[START]

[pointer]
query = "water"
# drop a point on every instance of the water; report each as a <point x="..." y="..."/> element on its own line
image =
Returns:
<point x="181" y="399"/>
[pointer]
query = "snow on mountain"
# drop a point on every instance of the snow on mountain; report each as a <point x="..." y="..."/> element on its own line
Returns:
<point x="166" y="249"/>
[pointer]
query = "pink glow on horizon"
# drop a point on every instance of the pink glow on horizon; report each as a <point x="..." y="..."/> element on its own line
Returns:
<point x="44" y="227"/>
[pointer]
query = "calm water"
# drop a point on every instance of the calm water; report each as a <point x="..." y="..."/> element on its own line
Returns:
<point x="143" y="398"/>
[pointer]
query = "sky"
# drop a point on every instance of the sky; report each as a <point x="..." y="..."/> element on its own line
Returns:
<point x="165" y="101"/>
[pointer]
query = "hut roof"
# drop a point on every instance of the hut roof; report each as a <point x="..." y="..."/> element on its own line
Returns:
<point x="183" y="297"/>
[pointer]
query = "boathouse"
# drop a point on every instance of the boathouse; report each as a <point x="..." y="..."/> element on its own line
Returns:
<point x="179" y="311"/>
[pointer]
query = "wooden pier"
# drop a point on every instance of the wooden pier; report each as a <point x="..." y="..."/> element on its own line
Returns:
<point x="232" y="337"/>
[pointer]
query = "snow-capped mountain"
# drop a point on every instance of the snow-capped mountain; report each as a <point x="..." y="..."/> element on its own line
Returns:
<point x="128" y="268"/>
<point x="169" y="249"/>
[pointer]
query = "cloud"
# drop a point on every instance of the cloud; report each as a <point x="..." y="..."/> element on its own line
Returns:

[END]
[START]

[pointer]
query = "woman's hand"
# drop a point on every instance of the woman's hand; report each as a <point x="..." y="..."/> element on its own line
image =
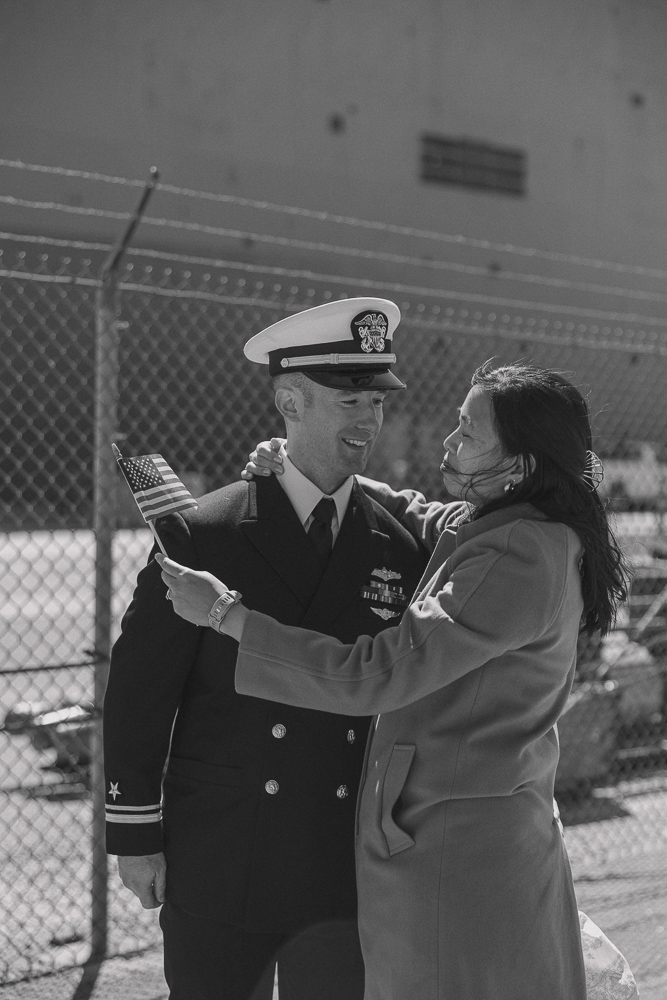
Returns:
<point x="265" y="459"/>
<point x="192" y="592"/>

[END]

**Exercise task**
Count the lines in the listing above that contain the string "woman", and give only that number.

**Full response**
2